▶ **Aim**: Transcribe exactly the lines from the one holding "of the rubber" to the end of the data below, including both of those lines and no others.

▶ **Listed entries**:
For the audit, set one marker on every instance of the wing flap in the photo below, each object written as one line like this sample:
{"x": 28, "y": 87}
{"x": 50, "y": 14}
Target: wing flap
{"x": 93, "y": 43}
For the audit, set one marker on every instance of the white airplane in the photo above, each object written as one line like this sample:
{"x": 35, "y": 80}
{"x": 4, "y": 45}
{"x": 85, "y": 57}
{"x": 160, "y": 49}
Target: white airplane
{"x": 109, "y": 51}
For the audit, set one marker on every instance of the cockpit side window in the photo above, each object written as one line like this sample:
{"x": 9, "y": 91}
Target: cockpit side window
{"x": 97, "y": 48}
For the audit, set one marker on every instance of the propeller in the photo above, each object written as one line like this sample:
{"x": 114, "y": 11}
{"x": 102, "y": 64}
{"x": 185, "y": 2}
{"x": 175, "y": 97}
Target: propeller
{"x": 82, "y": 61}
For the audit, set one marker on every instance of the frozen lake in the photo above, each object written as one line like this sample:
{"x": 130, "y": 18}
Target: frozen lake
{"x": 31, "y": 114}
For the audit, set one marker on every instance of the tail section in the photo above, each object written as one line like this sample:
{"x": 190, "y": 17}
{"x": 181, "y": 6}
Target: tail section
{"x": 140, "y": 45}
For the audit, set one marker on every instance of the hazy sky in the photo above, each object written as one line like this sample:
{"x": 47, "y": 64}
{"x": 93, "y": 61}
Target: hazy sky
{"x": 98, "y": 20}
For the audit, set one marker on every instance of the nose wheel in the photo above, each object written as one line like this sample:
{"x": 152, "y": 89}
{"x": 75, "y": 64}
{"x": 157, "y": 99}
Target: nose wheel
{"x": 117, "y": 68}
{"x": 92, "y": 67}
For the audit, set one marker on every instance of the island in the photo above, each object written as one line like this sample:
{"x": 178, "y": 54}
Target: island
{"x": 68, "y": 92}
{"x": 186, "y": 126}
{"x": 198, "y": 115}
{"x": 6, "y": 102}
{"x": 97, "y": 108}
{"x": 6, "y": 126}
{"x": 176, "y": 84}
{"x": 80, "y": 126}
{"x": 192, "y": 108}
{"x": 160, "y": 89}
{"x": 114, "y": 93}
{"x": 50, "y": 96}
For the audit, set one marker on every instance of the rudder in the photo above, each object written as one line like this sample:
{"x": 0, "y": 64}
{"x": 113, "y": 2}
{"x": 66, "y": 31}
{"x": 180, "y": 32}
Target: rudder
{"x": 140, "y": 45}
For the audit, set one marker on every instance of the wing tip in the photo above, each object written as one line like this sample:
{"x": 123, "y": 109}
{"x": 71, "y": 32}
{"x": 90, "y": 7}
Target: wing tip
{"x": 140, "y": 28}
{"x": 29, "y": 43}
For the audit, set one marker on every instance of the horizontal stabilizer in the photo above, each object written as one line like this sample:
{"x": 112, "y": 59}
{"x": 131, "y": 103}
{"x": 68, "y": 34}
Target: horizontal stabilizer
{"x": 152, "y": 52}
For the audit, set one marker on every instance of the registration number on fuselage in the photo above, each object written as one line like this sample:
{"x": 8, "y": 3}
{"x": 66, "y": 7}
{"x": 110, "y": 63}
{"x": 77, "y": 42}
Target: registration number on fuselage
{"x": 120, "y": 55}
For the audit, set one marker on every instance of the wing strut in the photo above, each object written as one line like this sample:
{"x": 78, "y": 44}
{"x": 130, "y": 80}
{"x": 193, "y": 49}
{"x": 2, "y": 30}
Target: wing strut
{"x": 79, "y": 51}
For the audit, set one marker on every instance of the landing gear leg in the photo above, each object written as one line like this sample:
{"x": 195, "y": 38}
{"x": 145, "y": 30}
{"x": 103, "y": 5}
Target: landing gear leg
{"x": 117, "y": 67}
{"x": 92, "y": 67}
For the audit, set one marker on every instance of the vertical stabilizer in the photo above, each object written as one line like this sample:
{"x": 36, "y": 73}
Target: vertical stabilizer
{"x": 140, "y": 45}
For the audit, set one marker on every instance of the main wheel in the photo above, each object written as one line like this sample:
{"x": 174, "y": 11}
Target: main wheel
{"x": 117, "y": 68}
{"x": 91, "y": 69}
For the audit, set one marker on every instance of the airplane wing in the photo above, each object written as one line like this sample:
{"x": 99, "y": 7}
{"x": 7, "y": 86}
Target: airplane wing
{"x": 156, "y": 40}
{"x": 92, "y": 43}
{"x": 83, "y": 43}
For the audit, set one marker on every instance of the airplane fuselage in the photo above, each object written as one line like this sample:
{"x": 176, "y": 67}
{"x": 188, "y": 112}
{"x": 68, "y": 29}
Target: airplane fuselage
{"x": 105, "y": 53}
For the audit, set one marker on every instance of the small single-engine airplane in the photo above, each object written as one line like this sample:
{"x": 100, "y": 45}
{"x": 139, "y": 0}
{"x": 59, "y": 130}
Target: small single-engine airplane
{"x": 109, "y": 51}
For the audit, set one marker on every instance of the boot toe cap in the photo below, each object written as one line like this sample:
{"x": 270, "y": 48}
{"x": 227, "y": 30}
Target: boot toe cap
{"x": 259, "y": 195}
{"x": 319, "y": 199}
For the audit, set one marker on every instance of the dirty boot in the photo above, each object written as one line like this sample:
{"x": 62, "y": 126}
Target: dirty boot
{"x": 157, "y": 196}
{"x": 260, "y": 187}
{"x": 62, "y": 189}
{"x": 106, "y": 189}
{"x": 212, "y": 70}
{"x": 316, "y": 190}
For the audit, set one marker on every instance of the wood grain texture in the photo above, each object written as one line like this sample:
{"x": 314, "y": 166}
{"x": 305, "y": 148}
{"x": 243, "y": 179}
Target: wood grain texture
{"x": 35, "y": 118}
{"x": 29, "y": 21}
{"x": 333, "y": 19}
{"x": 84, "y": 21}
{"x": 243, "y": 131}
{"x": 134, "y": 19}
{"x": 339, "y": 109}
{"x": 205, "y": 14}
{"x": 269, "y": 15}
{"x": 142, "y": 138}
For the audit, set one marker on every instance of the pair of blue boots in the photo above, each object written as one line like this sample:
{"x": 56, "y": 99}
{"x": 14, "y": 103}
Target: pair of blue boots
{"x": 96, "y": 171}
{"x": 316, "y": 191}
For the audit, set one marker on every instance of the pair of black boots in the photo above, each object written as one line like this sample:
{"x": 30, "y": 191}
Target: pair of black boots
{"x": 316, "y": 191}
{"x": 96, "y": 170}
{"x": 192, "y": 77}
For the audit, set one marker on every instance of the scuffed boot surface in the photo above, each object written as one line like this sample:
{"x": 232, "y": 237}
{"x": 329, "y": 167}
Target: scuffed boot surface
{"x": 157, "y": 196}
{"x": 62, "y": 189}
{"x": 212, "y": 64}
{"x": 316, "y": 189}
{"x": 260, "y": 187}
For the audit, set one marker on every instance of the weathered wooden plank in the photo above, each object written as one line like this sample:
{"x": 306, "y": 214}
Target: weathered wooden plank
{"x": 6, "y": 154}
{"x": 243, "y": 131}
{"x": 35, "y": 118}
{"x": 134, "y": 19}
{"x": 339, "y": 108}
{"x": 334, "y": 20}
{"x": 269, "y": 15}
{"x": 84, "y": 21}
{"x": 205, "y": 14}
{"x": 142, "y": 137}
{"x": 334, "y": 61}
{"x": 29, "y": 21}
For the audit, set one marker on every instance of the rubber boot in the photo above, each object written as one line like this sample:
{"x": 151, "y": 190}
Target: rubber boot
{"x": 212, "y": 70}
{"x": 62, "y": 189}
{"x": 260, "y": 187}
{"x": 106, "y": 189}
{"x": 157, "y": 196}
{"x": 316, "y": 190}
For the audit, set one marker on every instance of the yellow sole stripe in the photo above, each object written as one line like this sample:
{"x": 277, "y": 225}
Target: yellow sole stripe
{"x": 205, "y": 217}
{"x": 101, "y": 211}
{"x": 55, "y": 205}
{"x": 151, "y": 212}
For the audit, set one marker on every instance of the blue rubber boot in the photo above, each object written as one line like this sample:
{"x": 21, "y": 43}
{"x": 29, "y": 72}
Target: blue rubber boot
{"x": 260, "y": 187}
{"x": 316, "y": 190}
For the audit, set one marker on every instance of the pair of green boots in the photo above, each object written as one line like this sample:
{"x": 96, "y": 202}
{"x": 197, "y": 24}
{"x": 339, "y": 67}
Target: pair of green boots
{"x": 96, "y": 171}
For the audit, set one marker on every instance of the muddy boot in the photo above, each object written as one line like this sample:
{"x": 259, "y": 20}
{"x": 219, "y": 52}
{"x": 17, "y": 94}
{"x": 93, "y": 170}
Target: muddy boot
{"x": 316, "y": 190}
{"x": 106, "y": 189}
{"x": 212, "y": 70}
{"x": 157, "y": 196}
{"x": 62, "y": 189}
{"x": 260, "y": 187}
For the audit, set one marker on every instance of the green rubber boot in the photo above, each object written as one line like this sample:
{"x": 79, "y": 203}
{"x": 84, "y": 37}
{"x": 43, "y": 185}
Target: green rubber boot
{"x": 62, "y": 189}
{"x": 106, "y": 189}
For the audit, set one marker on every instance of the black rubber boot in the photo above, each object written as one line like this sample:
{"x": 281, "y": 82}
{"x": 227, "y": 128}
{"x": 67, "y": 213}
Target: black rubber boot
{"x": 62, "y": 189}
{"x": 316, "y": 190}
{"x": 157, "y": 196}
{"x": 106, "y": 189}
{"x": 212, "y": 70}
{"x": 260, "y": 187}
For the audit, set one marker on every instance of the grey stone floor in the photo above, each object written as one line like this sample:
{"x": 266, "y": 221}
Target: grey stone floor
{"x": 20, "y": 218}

▶ **Result**:
For the audit, set one marker on every instance of the rubber boot in the photo above, each object written as one line like this sample:
{"x": 151, "y": 190}
Target: rubber boot
{"x": 212, "y": 70}
{"x": 62, "y": 189}
{"x": 260, "y": 187}
{"x": 106, "y": 189}
{"x": 157, "y": 196}
{"x": 316, "y": 190}
For the audit, set one marker on every instance of the yellow sole stripe in the photo above, each object written as one line like this sample:
{"x": 277, "y": 225}
Target: yellow sole stripe
{"x": 205, "y": 217}
{"x": 101, "y": 211}
{"x": 55, "y": 205}
{"x": 151, "y": 212}
For the audit, set one marker on every instance of the blue rubber boot in the photo above, each object written as one line like this sample:
{"x": 21, "y": 43}
{"x": 29, "y": 72}
Target: blue rubber boot
{"x": 260, "y": 187}
{"x": 316, "y": 190}
For the audit, set one marker on every instance of the pair of green boots in the photo above, each object written as one line like this sample:
{"x": 96, "y": 202}
{"x": 197, "y": 24}
{"x": 339, "y": 67}
Target: pair of green boots
{"x": 96, "y": 171}
For the audit, set one marker on every instance of the muddy boot in the photo above, each object written as one line like this sample:
{"x": 259, "y": 20}
{"x": 219, "y": 52}
{"x": 17, "y": 94}
{"x": 93, "y": 170}
Target: muddy boot
{"x": 316, "y": 190}
{"x": 106, "y": 189}
{"x": 212, "y": 70}
{"x": 157, "y": 196}
{"x": 62, "y": 189}
{"x": 260, "y": 187}
For the audit, set one marker on every instance of the green rubber boot in the photo above, each object written as one line like this sample:
{"x": 79, "y": 203}
{"x": 84, "y": 37}
{"x": 43, "y": 185}
Target: green rubber boot
{"x": 62, "y": 189}
{"x": 106, "y": 189}
For the audit, set one marker on every instance of the black rubber boot in the photo above, each object written as one line like this sample:
{"x": 281, "y": 82}
{"x": 227, "y": 128}
{"x": 67, "y": 213}
Target: black rubber boot
{"x": 62, "y": 189}
{"x": 316, "y": 190}
{"x": 157, "y": 196}
{"x": 106, "y": 189}
{"x": 212, "y": 70}
{"x": 260, "y": 187}
For the audit, set one marker on every instance of the grey stone floor in the photo above, each object written as one line like this sample:
{"x": 266, "y": 221}
Target: grey stone floor
{"x": 20, "y": 218}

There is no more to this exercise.